Exercise task — Report, copied in full, every line of the records below that contains the word "white".

Information given —
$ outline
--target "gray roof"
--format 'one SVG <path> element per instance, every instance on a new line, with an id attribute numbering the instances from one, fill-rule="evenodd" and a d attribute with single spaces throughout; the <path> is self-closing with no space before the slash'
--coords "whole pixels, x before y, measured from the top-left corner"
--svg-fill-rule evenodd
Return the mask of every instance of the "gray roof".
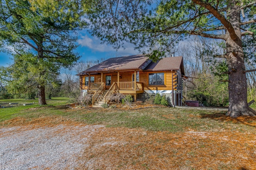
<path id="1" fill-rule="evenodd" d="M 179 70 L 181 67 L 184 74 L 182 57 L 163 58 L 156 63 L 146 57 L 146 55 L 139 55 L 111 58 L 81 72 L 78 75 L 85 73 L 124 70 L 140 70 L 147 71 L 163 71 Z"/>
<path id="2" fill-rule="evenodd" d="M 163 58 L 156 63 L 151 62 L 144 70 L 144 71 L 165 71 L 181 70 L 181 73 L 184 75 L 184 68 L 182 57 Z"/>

---

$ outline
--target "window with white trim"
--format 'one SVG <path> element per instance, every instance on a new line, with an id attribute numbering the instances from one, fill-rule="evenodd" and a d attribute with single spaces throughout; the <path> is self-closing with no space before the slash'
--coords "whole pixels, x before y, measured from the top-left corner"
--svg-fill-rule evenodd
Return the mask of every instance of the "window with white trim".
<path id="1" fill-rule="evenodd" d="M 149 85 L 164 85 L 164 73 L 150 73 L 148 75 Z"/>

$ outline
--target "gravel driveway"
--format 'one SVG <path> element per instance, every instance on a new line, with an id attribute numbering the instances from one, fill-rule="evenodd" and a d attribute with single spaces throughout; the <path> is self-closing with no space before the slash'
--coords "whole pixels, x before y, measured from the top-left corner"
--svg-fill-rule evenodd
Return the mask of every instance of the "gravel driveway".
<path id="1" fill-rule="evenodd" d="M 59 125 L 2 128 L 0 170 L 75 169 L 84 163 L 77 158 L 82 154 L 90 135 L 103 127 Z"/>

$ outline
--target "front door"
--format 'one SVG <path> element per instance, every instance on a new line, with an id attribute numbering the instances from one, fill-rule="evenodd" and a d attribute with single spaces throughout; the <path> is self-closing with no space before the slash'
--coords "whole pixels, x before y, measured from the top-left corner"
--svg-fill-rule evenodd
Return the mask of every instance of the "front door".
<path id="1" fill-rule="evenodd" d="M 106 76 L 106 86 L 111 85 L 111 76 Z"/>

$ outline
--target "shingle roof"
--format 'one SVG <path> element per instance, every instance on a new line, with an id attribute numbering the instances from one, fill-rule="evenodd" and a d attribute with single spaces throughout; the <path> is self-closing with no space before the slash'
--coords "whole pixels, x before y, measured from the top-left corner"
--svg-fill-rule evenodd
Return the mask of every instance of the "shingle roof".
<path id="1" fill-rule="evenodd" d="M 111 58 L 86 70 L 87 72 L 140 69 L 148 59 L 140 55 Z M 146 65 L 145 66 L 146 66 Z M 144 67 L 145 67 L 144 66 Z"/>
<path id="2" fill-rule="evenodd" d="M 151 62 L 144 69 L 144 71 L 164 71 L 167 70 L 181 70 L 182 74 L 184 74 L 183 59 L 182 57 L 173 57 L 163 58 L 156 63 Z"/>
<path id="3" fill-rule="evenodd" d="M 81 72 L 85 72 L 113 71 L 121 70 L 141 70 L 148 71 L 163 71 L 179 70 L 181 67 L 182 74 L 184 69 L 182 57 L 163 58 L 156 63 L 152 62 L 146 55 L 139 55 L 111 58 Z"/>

Answer below —
--target "window with white trim"
Return the mask of every instance of the "window with white trim".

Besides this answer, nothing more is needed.